> Given problem:
Write out the lines below again, swapping "field-scouting log" for "survey notebook" everywhere it appears and leaving everything else untouched.

+--

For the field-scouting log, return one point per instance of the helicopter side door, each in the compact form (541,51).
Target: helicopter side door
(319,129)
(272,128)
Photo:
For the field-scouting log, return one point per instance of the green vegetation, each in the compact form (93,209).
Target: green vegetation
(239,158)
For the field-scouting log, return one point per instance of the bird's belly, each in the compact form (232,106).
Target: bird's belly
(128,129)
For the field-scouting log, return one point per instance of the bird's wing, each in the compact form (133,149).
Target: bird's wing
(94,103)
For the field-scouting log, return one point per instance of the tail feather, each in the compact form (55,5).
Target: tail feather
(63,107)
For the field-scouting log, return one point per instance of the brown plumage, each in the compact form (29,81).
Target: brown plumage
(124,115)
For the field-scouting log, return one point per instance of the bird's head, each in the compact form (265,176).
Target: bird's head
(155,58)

+--

> Correct result:
For the survey notebook, return one point per instance of the helicopter side door, each in the compact form (541,51).
Target: helicopter side door
(319,129)
(272,128)
Photo:
For the survey notebook, return one point per instance of the green vegetation, each in the compact form (93,209).
Target: green vegetation
(239,158)
For the survey notebook, return one point per instance of the bird's belly, each in the compact form (232,106).
Target: bird's belly
(128,129)
For the survey notebook, return one point per instance of the bird's wing, each in the compact form (133,149).
Target: bird's wing
(94,103)
For the survey notebook, return one point per instance of the tail feather, each in the compact form (55,5).
Target: tail feather
(63,107)
For the survey notebook, return one point per instance of the brown plumage, each in the compact form (29,81).
Target: brown plumage
(124,115)
For the survey notebook, return one point per instance of the bird's head, each in the compact form (265,176).
Target: bird's head
(155,58)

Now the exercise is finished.